### TASK OBJECTIVE
Return verbatim the portion of the material below that starts at the line containing "Exercise. Spot the tree trunk" and ends at its last line.

### EXTRACTED DATA
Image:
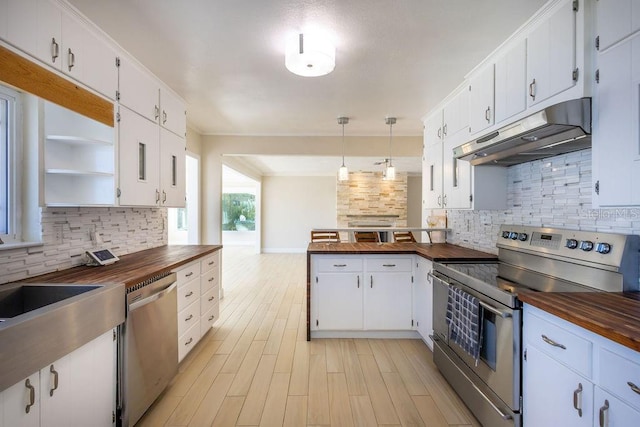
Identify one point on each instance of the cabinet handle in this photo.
(532, 89)
(633, 387)
(32, 395)
(55, 50)
(552, 342)
(72, 59)
(604, 414)
(55, 380)
(577, 399)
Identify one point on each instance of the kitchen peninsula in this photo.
(380, 290)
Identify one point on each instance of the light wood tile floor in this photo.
(255, 367)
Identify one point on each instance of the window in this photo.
(9, 169)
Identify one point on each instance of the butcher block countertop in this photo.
(614, 315)
(132, 268)
(434, 252)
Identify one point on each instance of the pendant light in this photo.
(343, 172)
(390, 172)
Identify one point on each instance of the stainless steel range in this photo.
(530, 259)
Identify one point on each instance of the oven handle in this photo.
(495, 311)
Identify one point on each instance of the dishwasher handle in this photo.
(152, 298)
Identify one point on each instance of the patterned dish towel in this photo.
(463, 319)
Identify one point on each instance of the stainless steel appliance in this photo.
(530, 259)
(149, 352)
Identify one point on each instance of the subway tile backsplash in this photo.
(66, 235)
(554, 192)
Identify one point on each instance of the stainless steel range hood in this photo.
(557, 129)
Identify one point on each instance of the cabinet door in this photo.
(139, 91)
(616, 141)
(387, 301)
(172, 169)
(551, 54)
(16, 400)
(49, 42)
(139, 154)
(481, 110)
(173, 115)
(510, 82)
(616, 19)
(550, 391)
(339, 299)
(609, 411)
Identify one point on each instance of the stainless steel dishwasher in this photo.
(148, 354)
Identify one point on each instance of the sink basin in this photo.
(25, 298)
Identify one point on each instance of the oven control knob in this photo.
(572, 243)
(586, 245)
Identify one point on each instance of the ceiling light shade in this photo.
(310, 55)
(343, 172)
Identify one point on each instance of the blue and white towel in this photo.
(464, 321)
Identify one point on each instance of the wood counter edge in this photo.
(589, 324)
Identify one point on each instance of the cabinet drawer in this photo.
(616, 372)
(336, 265)
(188, 272)
(188, 293)
(187, 341)
(389, 264)
(187, 317)
(208, 280)
(208, 300)
(551, 338)
(210, 262)
(208, 319)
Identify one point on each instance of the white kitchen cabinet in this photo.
(616, 130)
(423, 299)
(616, 19)
(551, 54)
(79, 159)
(481, 99)
(510, 82)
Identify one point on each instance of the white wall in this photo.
(292, 206)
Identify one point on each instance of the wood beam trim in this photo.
(37, 80)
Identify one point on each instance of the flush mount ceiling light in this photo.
(343, 172)
(310, 55)
(390, 171)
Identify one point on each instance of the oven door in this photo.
(499, 363)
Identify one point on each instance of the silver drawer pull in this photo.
(552, 342)
(633, 387)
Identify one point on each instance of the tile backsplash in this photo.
(554, 192)
(67, 233)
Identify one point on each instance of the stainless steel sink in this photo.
(40, 323)
(22, 299)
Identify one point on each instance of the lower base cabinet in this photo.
(573, 377)
(78, 389)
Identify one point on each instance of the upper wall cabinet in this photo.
(551, 53)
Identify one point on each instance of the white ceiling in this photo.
(226, 57)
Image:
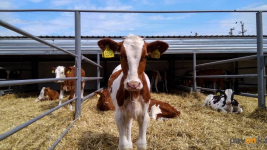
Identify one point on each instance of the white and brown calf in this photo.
(67, 85)
(224, 102)
(47, 94)
(129, 86)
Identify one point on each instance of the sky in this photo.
(122, 24)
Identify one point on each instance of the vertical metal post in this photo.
(78, 61)
(260, 61)
(194, 72)
(98, 71)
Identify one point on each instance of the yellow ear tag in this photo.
(155, 54)
(108, 53)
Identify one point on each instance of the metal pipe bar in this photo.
(247, 68)
(16, 129)
(15, 29)
(78, 62)
(128, 11)
(230, 76)
(98, 71)
(91, 78)
(249, 95)
(260, 62)
(194, 72)
(90, 95)
(31, 81)
(207, 89)
(90, 61)
(228, 60)
(62, 135)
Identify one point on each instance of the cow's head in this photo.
(104, 97)
(46, 90)
(42, 94)
(133, 55)
(62, 72)
(228, 95)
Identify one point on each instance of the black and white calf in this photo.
(224, 102)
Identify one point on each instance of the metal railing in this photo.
(79, 57)
(78, 78)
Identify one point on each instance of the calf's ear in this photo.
(157, 45)
(68, 69)
(114, 46)
(53, 69)
(96, 93)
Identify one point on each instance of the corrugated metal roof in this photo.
(19, 45)
(158, 36)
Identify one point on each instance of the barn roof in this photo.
(20, 45)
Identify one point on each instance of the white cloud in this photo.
(61, 2)
(5, 5)
(35, 1)
(160, 17)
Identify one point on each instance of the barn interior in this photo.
(34, 60)
(194, 129)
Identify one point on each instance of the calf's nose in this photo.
(228, 103)
(133, 84)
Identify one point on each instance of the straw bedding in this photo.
(196, 128)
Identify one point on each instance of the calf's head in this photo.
(133, 55)
(61, 72)
(104, 97)
(228, 95)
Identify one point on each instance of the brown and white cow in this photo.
(157, 109)
(47, 94)
(159, 76)
(160, 110)
(129, 87)
(67, 85)
(104, 102)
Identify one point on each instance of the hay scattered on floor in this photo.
(16, 109)
(197, 128)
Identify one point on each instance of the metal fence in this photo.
(78, 78)
(261, 63)
(79, 58)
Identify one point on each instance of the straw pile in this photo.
(197, 128)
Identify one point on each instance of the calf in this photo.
(129, 86)
(47, 94)
(224, 102)
(67, 85)
(162, 110)
(157, 109)
(104, 102)
(159, 76)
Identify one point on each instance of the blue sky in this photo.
(56, 23)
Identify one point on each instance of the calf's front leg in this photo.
(143, 122)
(61, 95)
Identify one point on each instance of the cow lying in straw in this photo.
(157, 110)
(47, 94)
(224, 102)
(67, 85)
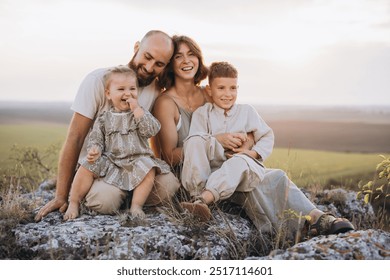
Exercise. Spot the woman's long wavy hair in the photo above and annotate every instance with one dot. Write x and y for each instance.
(167, 77)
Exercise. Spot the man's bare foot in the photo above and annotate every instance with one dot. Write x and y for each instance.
(72, 212)
(136, 212)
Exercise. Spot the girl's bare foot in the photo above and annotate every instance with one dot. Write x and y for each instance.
(72, 212)
(136, 212)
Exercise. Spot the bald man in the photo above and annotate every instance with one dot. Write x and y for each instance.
(151, 56)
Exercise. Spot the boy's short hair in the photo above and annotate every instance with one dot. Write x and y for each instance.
(222, 70)
(121, 69)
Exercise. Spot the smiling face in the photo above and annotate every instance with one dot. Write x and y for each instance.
(151, 56)
(121, 86)
(185, 63)
(223, 92)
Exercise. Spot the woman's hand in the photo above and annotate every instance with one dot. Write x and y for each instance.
(231, 141)
(93, 154)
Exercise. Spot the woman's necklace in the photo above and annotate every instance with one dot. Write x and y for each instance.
(185, 101)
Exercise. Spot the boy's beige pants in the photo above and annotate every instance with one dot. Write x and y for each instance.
(265, 194)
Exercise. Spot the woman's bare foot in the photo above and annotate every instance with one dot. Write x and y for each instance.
(137, 212)
(72, 212)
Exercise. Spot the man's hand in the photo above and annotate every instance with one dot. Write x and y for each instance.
(135, 108)
(231, 141)
(52, 205)
(93, 154)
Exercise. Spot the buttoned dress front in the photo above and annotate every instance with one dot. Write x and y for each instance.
(126, 158)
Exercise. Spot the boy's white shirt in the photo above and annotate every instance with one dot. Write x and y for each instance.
(210, 119)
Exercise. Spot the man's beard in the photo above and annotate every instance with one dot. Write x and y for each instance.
(142, 82)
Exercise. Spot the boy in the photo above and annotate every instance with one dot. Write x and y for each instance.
(211, 173)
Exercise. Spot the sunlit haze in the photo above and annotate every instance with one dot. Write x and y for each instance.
(297, 52)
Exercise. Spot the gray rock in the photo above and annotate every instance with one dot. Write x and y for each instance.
(355, 245)
(166, 235)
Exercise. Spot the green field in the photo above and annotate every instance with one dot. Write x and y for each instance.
(39, 136)
(305, 167)
(323, 168)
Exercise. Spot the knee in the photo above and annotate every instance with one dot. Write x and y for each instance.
(167, 182)
(105, 201)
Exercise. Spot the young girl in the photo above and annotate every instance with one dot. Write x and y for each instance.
(118, 149)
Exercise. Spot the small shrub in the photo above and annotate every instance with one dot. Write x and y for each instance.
(377, 191)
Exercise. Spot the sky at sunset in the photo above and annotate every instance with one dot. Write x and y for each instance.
(298, 52)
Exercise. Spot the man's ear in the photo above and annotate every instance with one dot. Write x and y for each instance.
(208, 90)
(136, 46)
(107, 94)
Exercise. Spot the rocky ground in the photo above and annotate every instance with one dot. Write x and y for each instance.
(165, 235)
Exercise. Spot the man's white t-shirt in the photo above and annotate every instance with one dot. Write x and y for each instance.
(91, 101)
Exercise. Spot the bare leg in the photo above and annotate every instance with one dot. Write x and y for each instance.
(141, 193)
(199, 207)
(81, 185)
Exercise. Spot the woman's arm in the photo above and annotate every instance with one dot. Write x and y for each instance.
(166, 112)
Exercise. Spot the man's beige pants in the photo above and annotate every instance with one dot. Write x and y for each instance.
(107, 199)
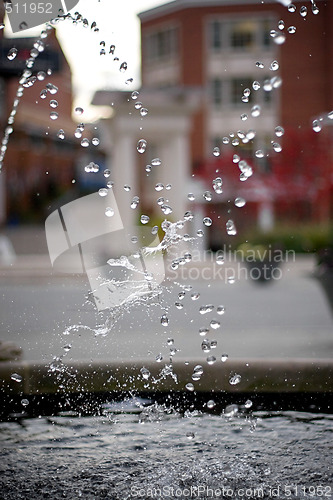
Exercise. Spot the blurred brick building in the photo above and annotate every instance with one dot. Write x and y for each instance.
(38, 166)
(217, 45)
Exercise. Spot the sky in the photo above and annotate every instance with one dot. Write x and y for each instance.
(119, 25)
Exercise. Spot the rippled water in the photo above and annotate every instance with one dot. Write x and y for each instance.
(156, 453)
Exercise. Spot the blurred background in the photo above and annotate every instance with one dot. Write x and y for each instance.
(240, 91)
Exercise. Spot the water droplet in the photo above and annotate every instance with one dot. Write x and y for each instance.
(279, 39)
(211, 360)
(316, 125)
(205, 345)
(220, 310)
(135, 202)
(215, 324)
(12, 53)
(274, 66)
(166, 209)
(188, 216)
(189, 387)
(277, 147)
(95, 141)
(279, 131)
(109, 212)
(51, 88)
(235, 379)
(208, 196)
(255, 110)
(203, 331)
(207, 221)
(240, 202)
(315, 9)
(267, 86)
(141, 146)
(231, 229)
(16, 377)
(206, 309)
(303, 11)
(156, 162)
(164, 320)
(144, 219)
(220, 260)
(231, 410)
(41, 75)
(145, 373)
(281, 24)
(256, 85)
(276, 82)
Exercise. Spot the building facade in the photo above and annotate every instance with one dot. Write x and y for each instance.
(264, 70)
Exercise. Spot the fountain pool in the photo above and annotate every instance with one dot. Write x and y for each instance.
(137, 451)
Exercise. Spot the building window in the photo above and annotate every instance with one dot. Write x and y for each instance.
(240, 34)
(162, 44)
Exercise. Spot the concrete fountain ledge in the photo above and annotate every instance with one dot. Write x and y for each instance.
(269, 376)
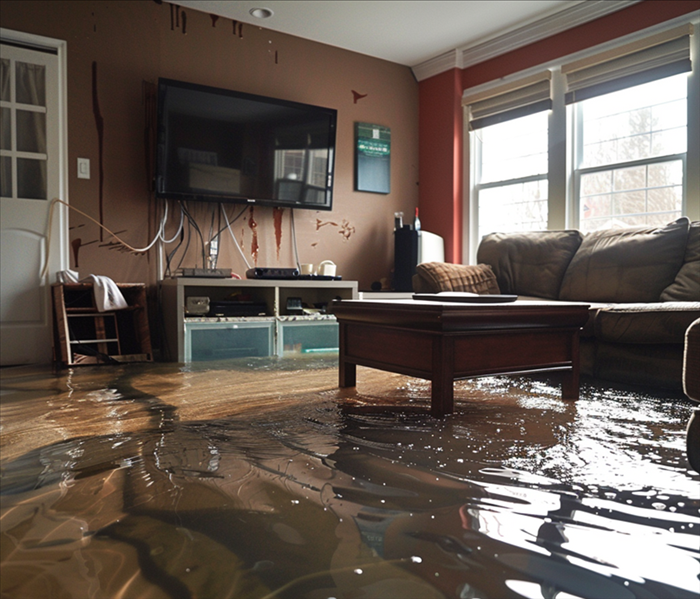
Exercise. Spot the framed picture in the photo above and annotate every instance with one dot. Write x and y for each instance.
(372, 158)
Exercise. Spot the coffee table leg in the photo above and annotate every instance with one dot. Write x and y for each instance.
(347, 374)
(442, 388)
(347, 371)
(570, 384)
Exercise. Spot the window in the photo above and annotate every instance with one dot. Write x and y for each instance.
(601, 141)
(511, 175)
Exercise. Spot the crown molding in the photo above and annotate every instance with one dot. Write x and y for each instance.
(460, 58)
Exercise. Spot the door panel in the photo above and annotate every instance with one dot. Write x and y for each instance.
(31, 164)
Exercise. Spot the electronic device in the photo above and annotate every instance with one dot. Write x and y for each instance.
(272, 273)
(220, 145)
(216, 273)
(235, 308)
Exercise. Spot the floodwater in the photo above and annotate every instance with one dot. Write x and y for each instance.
(261, 479)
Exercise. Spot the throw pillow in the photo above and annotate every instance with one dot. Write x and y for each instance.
(433, 277)
(626, 265)
(686, 287)
(531, 263)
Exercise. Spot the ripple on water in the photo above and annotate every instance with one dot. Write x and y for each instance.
(517, 493)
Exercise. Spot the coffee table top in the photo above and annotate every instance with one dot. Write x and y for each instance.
(455, 316)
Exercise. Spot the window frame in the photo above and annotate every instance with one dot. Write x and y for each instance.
(563, 174)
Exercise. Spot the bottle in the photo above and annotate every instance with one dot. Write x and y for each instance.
(416, 221)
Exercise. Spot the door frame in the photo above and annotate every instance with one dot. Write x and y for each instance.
(61, 261)
(31, 41)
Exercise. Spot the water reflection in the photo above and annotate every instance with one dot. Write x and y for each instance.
(296, 493)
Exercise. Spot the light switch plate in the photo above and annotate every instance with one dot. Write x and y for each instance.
(83, 168)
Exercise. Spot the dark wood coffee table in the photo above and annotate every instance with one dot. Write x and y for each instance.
(442, 342)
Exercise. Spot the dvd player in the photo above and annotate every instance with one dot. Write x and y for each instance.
(272, 273)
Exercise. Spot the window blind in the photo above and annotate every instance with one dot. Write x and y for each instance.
(509, 101)
(655, 57)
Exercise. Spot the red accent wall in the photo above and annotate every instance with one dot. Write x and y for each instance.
(440, 130)
(440, 170)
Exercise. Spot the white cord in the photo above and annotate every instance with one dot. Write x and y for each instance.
(235, 241)
(160, 234)
(294, 237)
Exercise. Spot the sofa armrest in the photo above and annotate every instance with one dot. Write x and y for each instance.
(691, 361)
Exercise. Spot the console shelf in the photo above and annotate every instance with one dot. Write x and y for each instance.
(277, 328)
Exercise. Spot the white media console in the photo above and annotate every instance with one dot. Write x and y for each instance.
(279, 330)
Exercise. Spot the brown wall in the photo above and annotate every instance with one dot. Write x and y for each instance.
(136, 41)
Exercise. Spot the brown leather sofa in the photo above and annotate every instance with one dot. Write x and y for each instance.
(643, 285)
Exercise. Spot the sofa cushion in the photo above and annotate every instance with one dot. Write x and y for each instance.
(433, 277)
(626, 265)
(662, 322)
(686, 286)
(649, 365)
(530, 263)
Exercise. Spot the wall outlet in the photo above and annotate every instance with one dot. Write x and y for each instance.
(83, 168)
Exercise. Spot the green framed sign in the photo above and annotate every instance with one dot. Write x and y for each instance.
(372, 158)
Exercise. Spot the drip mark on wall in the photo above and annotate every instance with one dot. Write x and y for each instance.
(345, 228)
(277, 214)
(75, 244)
(357, 96)
(99, 123)
(320, 223)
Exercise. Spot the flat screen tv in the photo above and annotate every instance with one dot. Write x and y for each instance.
(218, 145)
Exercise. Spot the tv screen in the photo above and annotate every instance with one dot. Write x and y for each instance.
(219, 145)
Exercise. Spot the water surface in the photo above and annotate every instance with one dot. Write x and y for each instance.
(262, 479)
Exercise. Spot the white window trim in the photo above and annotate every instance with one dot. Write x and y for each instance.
(563, 203)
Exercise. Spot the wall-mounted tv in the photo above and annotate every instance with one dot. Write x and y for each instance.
(218, 145)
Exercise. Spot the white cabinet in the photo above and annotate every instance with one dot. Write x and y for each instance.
(282, 317)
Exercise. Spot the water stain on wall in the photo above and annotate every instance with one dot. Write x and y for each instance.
(344, 228)
(357, 96)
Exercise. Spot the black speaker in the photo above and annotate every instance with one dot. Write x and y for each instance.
(405, 257)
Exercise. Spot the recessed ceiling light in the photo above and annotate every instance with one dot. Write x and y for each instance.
(261, 13)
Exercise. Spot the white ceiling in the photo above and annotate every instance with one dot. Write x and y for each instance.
(405, 32)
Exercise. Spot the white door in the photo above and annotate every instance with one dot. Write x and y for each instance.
(31, 164)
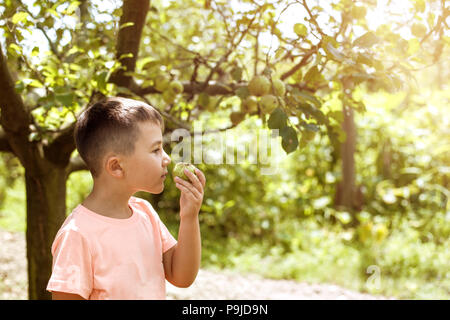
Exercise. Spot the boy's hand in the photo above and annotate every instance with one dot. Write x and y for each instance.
(191, 193)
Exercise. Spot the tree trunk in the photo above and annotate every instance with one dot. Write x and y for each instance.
(348, 195)
(46, 208)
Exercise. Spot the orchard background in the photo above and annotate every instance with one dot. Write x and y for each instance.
(362, 112)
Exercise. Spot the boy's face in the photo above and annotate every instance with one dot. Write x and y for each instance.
(145, 168)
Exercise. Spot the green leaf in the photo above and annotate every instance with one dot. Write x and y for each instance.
(277, 119)
(289, 140)
(242, 93)
(304, 96)
(126, 55)
(72, 7)
(66, 99)
(418, 30)
(127, 24)
(236, 74)
(333, 53)
(367, 40)
(19, 17)
(300, 30)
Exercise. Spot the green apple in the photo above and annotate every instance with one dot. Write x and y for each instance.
(249, 105)
(268, 103)
(162, 81)
(237, 117)
(278, 87)
(178, 170)
(169, 96)
(176, 86)
(259, 86)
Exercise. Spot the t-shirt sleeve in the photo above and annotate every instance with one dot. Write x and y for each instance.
(72, 264)
(167, 240)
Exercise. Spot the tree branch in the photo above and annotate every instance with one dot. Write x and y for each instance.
(4, 144)
(14, 118)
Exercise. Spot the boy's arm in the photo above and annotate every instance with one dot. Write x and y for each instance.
(56, 295)
(182, 262)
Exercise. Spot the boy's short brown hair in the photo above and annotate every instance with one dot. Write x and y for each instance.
(111, 125)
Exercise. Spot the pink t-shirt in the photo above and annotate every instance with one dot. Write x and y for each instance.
(98, 257)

### PROBLEM SOLUTION
Exercise. Spot the tree trunk in the photo above and annotate every instance with one dot. Write x and y for each instance.
(348, 195)
(46, 208)
Exercise. Spot the orchard background in the photo above and annotate every instance with one dot. Write x and y for each instance.
(362, 112)
Exercise. Spot the boy's face in the photo above and annotate every instance with one dot. Write x and y for each instance.
(145, 168)
Exercise. Spot the green leaf in the photo above and annotate every instance with one dot. Write x and y for each instance.
(277, 119)
(289, 140)
(242, 93)
(304, 96)
(126, 55)
(72, 7)
(66, 99)
(418, 30)
(127, 24)
(236, 74)
(333, 53)
(367, 40)
(19, 17)
(300, 30)
Exercise. Spot the green apple in the photo above and annotate every instance with one dot. Write x and y for each instance.
(249, 105)
(268, 103)
(162, 81)
(237, 117)
(278, 87)
(178, 170)
(169, 96)
(176, 86)
(259, 86)
Exercise. Spot the t-shirt sleeve in the photo above and annotate every instance with one dot. Write x and y for each instance.
(72, 264)
(167, 240)
Exercise. Spot the tree branch in the photo above and annotate every instance with one dot. Write x and y for each instance.
(4, 144)
(14, 118)
Exercise. Spot the boy's arm in the photo above and annotate every instance with one dot. Write x and y for each instance.
(56, 295)
(182, 262)
Exercise. Spot the boy's short brown hair in the photo above and annotate every instance with one dot. Write x and y for each instance.
(111, 125)
Exercise. Spot the pink t-shirt in the photo above and annotate every instance with one dot. Write x and y for each instance.
(98, 257)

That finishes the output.